§ **Information supplied**:
===
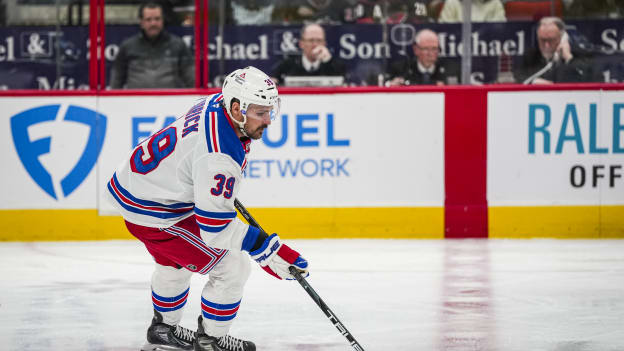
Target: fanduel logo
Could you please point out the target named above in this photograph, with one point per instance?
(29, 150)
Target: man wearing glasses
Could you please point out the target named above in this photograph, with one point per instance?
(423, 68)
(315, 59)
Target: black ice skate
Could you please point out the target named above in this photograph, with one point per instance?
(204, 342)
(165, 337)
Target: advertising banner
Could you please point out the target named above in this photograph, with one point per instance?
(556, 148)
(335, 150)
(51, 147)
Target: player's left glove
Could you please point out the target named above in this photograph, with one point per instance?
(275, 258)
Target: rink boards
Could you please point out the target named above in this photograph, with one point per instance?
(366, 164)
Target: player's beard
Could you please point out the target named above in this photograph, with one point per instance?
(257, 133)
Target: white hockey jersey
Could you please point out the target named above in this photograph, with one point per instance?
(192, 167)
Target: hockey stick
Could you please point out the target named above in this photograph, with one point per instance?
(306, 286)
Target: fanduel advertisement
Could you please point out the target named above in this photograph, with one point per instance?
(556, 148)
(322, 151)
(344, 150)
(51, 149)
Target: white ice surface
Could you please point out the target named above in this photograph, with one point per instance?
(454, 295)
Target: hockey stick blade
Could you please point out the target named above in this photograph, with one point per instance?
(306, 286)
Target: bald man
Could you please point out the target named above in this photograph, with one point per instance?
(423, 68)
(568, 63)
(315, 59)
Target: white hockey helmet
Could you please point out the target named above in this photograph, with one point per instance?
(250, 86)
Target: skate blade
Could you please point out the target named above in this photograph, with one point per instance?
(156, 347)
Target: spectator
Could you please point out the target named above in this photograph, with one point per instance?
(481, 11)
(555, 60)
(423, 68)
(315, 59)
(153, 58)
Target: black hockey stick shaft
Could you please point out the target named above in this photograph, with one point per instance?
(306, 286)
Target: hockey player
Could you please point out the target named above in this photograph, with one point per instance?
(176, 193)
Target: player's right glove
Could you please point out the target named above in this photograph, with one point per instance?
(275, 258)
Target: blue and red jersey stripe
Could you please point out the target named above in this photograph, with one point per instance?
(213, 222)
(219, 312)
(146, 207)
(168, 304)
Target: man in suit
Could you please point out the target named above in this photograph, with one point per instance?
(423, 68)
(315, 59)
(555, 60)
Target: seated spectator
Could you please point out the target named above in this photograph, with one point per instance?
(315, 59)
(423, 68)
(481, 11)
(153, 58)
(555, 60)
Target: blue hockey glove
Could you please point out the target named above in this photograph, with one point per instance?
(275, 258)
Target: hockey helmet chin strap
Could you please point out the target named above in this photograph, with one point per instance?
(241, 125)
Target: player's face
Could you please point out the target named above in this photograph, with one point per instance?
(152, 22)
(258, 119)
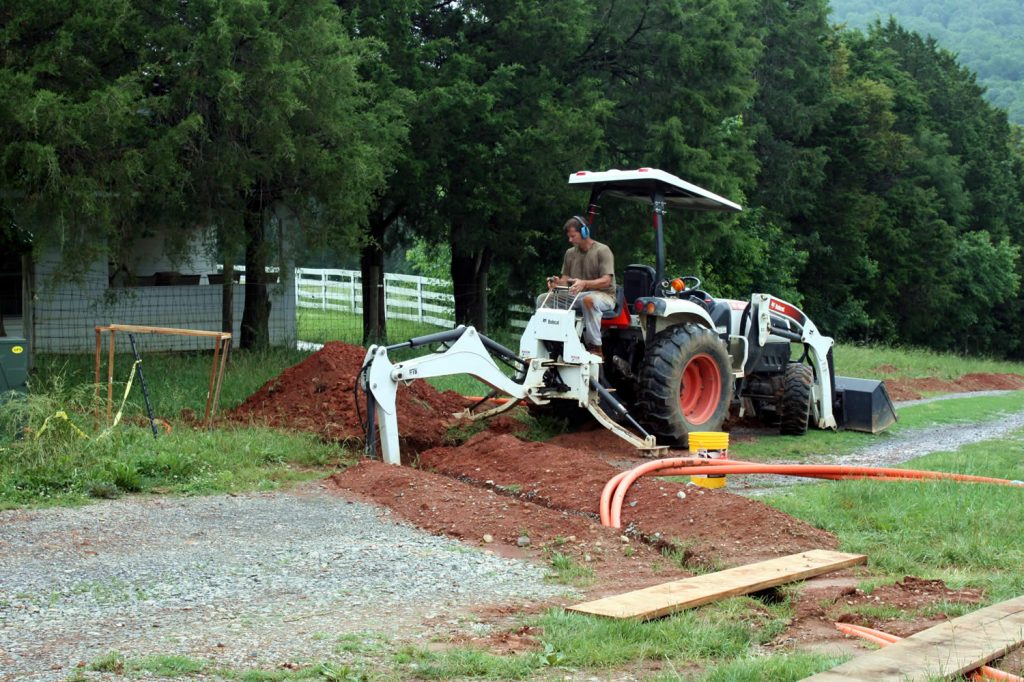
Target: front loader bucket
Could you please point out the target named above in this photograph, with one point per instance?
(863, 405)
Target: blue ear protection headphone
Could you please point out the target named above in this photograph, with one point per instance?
===
§ **Exercise**: Write out every line verbatim from the one containing "Target: seated spectator" through the final line of the records, both ends inclusive, and leave out the pictures.

§ **Output below**:
Target: seated spectator
Could you please point out the target named above in this photograph, with one point per instance?
(315, 59)
(423, 68)
(481, 11)
(153, 58)
(555, 60)
Target: blue hockey glove
Could you please point out the target named above in this photograph, with one point per instance?
(275, 258)
Target: hockey helmet chin strap
Could you please point out the target named above in this photograph, with one point per instance?
(241, 125)
Target: player's face
Could you please point out the target named above in this photograph, with one point per instance?
(152, 22)
(258, 119)
Target: front loader bucket
Could you please point out the target named above in this photograph, with one point per instance?
(863, 405)
Target: blue ear protection headphone
Could you please point out the target named above in this photograph, with one point per instance?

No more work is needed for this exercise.